▶ **Exercise directions**
Scan each line of the records for the word "fabric" and extract the ones that have it.

▶ **Task inputs**
*****

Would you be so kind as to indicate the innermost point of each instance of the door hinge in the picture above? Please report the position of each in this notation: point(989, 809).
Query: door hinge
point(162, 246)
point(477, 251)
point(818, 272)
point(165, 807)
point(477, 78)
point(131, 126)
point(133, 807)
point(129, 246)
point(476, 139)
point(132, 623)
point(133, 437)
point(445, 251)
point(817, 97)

*****

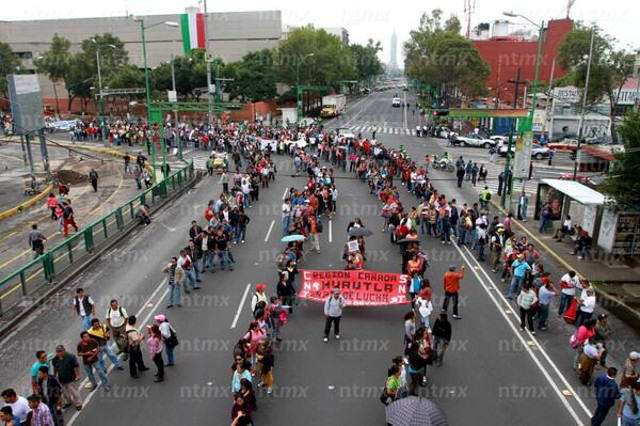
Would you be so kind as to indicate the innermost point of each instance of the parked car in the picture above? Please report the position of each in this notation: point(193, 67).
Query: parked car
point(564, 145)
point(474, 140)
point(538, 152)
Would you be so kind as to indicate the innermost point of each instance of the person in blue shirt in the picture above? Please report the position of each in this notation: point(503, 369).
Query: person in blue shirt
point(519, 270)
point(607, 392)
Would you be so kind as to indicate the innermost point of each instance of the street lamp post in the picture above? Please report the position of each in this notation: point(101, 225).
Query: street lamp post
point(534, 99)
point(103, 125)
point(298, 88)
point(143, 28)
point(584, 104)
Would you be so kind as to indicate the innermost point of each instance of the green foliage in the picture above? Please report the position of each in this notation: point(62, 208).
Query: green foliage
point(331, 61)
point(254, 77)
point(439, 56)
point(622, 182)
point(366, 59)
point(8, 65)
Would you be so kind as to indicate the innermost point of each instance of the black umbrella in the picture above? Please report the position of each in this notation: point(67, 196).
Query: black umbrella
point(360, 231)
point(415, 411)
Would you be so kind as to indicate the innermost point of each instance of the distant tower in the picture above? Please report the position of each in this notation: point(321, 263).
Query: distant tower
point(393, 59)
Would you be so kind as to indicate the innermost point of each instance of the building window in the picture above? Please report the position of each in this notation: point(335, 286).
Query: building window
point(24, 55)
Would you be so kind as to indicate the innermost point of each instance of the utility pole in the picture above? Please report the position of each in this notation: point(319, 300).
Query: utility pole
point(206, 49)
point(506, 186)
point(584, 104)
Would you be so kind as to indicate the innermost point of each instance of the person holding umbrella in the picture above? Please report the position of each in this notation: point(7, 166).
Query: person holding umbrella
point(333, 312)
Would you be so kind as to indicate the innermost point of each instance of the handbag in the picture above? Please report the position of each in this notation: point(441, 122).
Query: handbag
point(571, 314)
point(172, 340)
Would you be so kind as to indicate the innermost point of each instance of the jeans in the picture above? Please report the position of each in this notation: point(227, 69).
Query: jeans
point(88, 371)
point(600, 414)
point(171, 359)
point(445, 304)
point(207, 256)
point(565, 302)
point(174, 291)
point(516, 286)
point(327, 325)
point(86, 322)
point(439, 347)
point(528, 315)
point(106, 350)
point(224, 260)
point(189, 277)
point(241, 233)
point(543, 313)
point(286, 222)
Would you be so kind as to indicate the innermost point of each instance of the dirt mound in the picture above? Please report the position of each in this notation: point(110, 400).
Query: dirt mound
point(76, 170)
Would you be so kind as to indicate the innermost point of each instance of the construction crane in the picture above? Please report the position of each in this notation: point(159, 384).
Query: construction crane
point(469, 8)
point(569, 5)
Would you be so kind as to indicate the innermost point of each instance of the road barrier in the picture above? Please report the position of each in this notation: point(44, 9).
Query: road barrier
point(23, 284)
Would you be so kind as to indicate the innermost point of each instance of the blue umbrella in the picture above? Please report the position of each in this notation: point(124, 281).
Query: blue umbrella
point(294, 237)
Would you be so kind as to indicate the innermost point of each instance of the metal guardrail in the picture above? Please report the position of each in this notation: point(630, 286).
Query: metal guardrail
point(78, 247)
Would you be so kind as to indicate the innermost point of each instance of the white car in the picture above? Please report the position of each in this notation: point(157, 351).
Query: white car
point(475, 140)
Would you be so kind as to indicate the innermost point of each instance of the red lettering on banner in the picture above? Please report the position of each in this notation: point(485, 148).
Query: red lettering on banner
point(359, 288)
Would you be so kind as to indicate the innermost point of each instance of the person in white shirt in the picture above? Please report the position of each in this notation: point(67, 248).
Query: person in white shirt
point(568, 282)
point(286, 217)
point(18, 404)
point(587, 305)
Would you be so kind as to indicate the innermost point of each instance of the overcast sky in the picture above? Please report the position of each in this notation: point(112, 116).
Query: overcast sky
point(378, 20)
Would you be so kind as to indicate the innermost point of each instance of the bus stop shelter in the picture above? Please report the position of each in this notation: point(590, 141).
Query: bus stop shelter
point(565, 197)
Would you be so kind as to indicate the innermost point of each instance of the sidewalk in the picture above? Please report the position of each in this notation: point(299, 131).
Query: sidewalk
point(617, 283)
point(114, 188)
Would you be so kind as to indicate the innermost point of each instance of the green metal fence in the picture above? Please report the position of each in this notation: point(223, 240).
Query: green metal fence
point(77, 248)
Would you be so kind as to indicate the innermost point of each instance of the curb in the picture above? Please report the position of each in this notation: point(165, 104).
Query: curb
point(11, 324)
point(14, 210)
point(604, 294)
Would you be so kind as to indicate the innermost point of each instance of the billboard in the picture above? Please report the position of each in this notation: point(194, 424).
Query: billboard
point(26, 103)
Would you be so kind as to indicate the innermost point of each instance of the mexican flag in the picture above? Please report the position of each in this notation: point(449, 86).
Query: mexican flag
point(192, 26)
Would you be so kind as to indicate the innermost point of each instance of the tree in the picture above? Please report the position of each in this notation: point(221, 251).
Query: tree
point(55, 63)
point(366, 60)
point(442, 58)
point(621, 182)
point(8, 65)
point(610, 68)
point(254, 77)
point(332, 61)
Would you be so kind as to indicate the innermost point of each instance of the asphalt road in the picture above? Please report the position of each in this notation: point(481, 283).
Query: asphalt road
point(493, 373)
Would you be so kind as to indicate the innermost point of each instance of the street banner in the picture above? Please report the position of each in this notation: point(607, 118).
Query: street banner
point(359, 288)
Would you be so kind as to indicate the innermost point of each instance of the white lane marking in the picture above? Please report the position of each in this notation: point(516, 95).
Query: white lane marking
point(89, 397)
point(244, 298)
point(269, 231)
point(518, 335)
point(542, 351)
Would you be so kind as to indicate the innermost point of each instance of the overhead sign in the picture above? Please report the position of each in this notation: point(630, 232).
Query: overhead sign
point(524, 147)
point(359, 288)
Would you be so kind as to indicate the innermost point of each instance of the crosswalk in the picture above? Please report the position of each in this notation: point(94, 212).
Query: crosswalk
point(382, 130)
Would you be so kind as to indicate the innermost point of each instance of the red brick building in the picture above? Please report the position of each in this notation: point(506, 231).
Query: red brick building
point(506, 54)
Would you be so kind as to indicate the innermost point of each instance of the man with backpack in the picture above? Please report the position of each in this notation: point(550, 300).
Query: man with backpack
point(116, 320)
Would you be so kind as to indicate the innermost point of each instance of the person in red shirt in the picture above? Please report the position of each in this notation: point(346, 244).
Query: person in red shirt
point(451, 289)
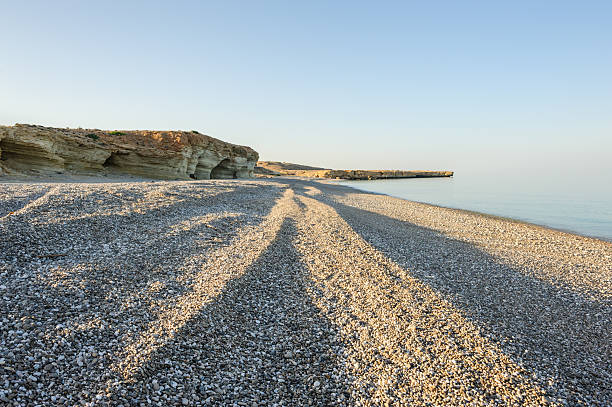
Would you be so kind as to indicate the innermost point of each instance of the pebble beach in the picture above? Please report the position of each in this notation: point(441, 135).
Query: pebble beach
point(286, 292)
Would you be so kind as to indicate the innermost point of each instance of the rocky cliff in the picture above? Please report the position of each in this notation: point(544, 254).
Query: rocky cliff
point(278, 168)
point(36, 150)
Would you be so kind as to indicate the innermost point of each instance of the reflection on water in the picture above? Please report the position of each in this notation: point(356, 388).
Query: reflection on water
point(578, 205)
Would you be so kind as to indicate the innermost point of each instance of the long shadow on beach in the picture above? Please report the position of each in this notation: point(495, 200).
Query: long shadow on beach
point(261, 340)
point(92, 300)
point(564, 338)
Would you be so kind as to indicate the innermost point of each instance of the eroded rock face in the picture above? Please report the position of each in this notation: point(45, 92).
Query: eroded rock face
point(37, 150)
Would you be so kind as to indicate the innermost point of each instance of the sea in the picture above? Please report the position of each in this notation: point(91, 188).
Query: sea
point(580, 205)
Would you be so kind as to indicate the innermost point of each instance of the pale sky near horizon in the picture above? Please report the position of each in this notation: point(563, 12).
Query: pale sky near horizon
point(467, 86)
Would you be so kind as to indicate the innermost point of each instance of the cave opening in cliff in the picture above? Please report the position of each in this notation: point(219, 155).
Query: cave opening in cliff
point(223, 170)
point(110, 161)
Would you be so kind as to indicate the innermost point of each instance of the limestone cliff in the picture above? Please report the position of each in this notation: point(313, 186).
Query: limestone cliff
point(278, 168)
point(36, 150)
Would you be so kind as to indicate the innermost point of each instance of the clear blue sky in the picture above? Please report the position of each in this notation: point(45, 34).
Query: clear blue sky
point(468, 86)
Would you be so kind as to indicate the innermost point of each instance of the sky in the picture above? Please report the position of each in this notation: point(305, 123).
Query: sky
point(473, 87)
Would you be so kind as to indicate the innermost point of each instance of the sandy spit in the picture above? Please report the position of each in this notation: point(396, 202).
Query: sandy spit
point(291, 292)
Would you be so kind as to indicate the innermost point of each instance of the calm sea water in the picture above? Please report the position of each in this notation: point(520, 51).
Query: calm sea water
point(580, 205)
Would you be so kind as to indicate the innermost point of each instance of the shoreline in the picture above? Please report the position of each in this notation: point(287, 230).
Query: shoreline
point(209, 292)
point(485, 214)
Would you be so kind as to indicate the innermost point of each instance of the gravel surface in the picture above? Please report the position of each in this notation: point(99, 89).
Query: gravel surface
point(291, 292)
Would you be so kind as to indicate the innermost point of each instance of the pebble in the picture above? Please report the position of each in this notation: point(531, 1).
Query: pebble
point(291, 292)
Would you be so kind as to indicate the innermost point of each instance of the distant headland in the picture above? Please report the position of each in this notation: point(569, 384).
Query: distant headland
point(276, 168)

*****

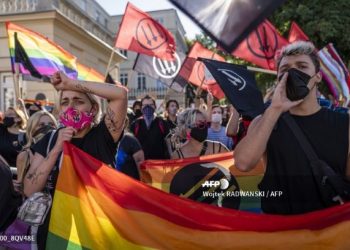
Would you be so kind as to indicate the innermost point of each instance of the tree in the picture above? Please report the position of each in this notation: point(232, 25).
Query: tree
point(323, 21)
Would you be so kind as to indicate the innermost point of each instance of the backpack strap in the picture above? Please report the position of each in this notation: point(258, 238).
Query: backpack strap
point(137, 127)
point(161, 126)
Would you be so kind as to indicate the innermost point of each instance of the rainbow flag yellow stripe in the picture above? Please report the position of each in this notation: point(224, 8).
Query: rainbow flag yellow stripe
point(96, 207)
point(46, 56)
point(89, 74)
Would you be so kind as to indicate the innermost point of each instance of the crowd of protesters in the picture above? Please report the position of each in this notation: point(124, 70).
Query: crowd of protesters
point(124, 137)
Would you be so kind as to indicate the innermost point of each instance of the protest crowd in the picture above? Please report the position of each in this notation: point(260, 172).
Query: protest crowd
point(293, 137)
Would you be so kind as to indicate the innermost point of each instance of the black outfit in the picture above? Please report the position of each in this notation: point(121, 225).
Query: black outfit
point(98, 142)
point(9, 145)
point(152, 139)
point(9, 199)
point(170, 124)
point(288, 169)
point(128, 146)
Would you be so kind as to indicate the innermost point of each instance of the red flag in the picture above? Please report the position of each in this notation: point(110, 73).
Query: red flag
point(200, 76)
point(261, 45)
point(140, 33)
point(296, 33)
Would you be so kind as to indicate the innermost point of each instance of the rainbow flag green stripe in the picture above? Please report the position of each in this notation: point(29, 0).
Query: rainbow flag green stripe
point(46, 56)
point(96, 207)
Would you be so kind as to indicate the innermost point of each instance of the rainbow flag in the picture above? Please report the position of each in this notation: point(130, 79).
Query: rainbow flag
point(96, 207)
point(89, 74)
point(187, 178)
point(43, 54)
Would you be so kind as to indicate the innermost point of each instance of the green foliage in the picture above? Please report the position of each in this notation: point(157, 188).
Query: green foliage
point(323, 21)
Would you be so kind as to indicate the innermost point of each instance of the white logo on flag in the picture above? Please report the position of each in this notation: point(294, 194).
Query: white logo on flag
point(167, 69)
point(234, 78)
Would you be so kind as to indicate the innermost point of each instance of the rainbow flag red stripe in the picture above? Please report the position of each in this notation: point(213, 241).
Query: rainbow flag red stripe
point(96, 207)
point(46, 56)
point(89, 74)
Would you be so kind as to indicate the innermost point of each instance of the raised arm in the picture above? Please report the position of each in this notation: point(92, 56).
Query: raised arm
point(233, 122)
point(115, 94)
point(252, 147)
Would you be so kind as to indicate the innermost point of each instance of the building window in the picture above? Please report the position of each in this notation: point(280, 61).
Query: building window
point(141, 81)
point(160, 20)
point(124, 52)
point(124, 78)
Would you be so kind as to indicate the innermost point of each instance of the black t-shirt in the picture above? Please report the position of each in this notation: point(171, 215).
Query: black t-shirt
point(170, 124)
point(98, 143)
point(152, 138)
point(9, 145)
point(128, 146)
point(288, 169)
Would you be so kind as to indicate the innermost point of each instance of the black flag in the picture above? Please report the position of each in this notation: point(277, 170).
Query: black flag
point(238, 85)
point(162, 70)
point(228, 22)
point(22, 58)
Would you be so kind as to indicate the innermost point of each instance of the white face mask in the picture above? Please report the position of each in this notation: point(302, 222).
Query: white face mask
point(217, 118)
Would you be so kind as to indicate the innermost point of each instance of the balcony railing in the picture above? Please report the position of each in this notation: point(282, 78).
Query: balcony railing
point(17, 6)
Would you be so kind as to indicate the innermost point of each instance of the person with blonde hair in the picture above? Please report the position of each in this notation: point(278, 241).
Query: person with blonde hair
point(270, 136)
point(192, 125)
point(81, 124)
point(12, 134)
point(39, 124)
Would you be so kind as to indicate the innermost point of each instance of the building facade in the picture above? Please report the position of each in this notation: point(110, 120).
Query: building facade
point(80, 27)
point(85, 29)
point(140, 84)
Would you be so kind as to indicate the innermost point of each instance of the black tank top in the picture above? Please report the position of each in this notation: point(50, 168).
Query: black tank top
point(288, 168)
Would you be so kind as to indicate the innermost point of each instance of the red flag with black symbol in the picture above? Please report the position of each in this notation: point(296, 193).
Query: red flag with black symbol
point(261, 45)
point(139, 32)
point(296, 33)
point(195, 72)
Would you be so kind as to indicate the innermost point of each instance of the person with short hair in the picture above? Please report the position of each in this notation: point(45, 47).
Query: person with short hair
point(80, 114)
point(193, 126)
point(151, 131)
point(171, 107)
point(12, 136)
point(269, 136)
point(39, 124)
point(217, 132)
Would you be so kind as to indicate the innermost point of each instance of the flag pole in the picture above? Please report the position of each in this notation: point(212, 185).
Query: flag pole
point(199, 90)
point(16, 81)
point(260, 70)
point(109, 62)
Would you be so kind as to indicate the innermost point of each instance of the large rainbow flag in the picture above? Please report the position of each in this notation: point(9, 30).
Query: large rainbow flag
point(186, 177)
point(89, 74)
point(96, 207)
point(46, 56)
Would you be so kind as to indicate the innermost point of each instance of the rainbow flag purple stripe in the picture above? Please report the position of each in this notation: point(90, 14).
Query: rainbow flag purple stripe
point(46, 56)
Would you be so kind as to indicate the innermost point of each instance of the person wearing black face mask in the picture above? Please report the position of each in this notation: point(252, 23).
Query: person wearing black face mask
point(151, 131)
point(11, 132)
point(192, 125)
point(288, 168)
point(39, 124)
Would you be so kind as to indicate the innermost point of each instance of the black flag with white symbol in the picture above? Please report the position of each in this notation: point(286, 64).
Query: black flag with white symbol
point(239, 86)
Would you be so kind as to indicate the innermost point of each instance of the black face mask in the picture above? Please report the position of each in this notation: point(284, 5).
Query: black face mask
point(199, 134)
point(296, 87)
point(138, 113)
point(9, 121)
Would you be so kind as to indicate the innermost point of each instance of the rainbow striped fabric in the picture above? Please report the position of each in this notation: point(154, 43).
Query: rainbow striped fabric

*****

▶ **Your solution**
Would you be so kind as to indicate the innermost point of each instance of the rainbow striped fabric in the picture above? Please report the position of each in this notation: point(154, 43).
Query: rainbow striped fabric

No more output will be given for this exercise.